Exercise brief
Extend the transcript about the disk method below, starting right after its last sentence.

Extract to read
And the curve looks like this. And we wish to calculate the volume of the curve from, let's say, A to B. One method that we can use is a disk method.

And the disk method works by taking a cross-sectional area. This is going to be the radius. But if we take the cross-sectional area, we can turn it into a disk. As we rotate the region about the x-axis, we could form basically something that looks like a disk.

Now I'm going to draw this disk the other way. Notice that this forms the shape of a cylinder. The cylinder has a radius r and it has a height h.

The volume of a cylinder is basically the volume of the cross-sectional area times the height. The cross-sectional area being the circle on top, which is pi r squared. Thus, the volume of a cylinder is pi r squared times height.

And so the volume... of this blue disk. It has a height h which you can also view it as a dx or delta x and it has a cross-sectional area which is pi r squared.

Now to find the volume of a solid we need to add up all the little disks from a to b. If you make other disks, here's another disk that you can make. My drone is kind of terrible, but basically the idea is that you add up all these smaller disks to find the total volume of the of the object or the solid that is created by revolving about the x-axis But to find the volume you gotta find a volume of you have to integrate the cross-sectional area from A to B and The area is basically PI R squared where r is going to be a function of x.

And so, this is the equation to find the volume using the dis method when revolving about the x-axis. The main idea you need to understand is that the cross-sections that are used for this technique is basically a circle. And the area of a circle is pi r-squared. Now sometimes you may need to find the area when it's revolved or rotated about the y-axis.

But let's just go over some basic things. So if you want to find the volume rotated about the x-axis, this is going to be the shaded region. And it has to be in terms of x.

So the radius is between the x-axis, that's where the solid is being rotated about, and it's between the curve. So that's the radius in terms of x. So the volume is going to be from, you have to integrate the function from a to b.

And it's going to be r squared of x dx. That's how you find the volume of the solid rotated about the x-axis. Now, let's say if you want to find it about the y-axis.

Instead of using a and b, we're going to use c and d, which represent y values. The radius is going to be between the y-axis and the curve, since we're rotating about the y-axis. So the volume is going to be pi integration from c to d, r of y squared times dy. So that's how you can find the volume rotated about the y-axis or aligned parallel to the y-axis. And this is for the x-axis or aligned parallel to the x-axis.

Alright, let's start with an example. Let's say we have the function y is equal to the square root of x, and we want to find the volume when rotating this curve about the x-axis, and we want the portion of the curve where it's bounded between x is equal to 0 and x is equal to 4. So feel free to try this problem. The first thing you want to do is you want to plot the function.

The square root of x looks like this. The radius is the distance between the curve and the axis of rotation. In this case, we're rotating about the x-axis.

Coordinate labeling data
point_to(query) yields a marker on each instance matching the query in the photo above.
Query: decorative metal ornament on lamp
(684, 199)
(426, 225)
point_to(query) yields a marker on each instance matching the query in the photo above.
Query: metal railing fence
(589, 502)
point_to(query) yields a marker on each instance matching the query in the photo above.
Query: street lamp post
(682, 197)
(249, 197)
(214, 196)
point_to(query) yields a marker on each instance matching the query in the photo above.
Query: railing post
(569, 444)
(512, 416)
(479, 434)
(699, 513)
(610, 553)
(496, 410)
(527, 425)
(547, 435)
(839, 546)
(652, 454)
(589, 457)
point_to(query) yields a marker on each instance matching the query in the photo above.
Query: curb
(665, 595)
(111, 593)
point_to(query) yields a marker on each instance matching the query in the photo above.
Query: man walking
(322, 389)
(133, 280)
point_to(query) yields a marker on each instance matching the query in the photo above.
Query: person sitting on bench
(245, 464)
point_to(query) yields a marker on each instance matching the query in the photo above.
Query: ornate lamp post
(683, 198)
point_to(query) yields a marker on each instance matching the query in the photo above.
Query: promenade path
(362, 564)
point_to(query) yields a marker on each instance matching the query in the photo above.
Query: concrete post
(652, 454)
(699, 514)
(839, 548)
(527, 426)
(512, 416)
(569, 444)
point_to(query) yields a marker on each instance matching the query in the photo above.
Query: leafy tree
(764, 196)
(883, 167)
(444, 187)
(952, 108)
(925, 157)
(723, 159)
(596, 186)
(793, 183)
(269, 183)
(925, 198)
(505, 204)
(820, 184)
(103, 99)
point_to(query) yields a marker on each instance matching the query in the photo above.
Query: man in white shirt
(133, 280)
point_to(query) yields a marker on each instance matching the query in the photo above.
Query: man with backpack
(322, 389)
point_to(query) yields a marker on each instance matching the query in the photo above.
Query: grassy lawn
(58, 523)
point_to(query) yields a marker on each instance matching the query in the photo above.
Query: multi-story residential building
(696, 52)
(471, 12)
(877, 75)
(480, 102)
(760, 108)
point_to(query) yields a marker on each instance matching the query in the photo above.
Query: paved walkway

Written answer
And we want the portion of the curve between x is equal to 0 and x is equal to 4. So this is the region that we want. The first thing you want to do is find out what r of x is equal to. r of x is equal to y, which y is equal to square root x. So r of x is equal to both of these things.

But we want it to be in terms of x, so we're going to use square root x. Now let's use the equation. The volume is equal to pi times the integration from a to b, r of x, dx, and let's not forget to square it.

So this is going to be pi, a is 0, b is 4, r of x is the square root of x. And we're going to square that, and then we have dx. Root x squared is basically x.

So let's integrate this function. The antiderivative of x is going to be x squared over 2. You have to add 1 to the exponent, and then divide by that result. So now let's find the value of this definite integral.

So first let's plug in 4. So it's going to be 4 squared over 2, and then we'll plug in 0. 4 squared is 16. 0 squared is just 0. And 16 divided by 2 is 8. So the final answer is 8 pi. Now it's your turn. Find the volume.

of the solid generated by rotating the function y is equal to 1 over x about the x-axis bounded by the region x is equal to 1 and the line x is equal to 3 so feel free to pause the video and work on this example use the dis method to calculate the volume so the first thing we need to do is plot the function So the right side of 1 over x, it looks like this. But we only want the portion from 1 to 3. So we only want this region. And we're going to rotate it about the x-axis. So the radius, r of x, is the distance between the x-axis, or the axis of rotation, and the curve.

So r of x is simply equal to the function 1 of x. The way you find it is you take the top part of the function, or the top part of this line, which is 1 over x, minus the bottom part, which is y is equal to 0. That's the x-axis. So it's 1 over x minus...

0 which is just 1 of X. Now even though that process seems useless at this point, it's useful when you're rotating about an axis that is neither the x or y axis, which we'll cover later in this video. But for now, R of X is simply 1 of X.

So the volume is going to be pi integration from a to b or 1 to 3. And then it's going to be r of x squared dx. So this is pi, 1 to 3, 1 over x squared, dx. 1 over x squared, we need to rewrite it. We can write it as x to negative 2. And now let's use the power rule.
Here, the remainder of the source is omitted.